▶ Task instructions: Please identify and copy out every line in the listing below that contains the word "book", treating uppercase and lowercase letters as different.

▶ Extracted data:
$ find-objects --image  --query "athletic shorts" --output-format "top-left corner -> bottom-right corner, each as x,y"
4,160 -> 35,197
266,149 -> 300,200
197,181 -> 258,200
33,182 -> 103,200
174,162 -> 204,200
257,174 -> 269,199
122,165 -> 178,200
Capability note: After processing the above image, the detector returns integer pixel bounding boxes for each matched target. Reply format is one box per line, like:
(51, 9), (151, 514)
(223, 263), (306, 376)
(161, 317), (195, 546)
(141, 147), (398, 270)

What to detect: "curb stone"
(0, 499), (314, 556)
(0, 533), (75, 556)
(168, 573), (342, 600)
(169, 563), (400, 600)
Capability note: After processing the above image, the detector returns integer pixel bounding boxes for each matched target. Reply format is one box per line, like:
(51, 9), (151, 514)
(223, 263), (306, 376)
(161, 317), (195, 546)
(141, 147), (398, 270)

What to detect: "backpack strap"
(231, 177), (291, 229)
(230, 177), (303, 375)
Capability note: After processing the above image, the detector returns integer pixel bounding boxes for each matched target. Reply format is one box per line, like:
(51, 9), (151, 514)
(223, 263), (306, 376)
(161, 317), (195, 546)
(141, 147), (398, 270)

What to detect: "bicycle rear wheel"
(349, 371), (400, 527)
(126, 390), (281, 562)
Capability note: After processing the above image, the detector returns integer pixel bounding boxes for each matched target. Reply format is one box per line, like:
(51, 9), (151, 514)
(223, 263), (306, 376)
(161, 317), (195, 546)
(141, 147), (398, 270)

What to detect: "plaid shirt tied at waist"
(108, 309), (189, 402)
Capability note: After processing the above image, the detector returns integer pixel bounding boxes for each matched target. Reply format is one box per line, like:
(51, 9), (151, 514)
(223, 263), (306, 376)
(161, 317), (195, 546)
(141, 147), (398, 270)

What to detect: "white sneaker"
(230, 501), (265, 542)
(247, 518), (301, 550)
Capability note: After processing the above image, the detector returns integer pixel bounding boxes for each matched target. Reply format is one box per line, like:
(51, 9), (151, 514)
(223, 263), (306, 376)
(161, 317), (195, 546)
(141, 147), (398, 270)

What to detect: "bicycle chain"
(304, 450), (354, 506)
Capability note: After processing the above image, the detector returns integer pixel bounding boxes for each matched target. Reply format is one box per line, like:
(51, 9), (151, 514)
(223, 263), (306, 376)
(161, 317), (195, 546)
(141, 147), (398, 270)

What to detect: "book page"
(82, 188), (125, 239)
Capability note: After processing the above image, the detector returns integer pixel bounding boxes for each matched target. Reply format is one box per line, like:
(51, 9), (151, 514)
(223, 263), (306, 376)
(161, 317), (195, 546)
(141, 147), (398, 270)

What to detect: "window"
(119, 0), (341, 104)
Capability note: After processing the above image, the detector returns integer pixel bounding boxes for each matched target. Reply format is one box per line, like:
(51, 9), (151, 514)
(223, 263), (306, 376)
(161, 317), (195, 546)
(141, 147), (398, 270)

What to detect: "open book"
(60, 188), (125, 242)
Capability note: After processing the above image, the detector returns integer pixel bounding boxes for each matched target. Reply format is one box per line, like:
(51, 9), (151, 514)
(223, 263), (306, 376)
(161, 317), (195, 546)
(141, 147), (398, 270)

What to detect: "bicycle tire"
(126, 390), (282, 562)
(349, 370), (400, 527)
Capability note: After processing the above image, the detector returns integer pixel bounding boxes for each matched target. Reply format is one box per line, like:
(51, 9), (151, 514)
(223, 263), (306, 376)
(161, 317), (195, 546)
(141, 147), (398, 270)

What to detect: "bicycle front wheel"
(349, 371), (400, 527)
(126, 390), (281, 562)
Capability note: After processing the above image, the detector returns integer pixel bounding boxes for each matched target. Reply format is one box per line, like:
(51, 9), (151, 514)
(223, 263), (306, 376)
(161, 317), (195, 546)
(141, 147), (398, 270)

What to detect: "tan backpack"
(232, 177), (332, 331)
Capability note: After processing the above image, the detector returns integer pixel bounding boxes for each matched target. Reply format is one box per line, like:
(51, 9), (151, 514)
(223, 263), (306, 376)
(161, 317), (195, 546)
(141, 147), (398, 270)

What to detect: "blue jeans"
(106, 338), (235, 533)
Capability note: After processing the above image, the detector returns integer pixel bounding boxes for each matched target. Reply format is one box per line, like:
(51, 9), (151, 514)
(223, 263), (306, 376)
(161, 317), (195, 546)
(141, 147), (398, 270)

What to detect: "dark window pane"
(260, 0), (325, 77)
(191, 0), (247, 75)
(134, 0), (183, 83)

▶ Result of this exercise:
What to detect: "book page"
What to detect: "open book"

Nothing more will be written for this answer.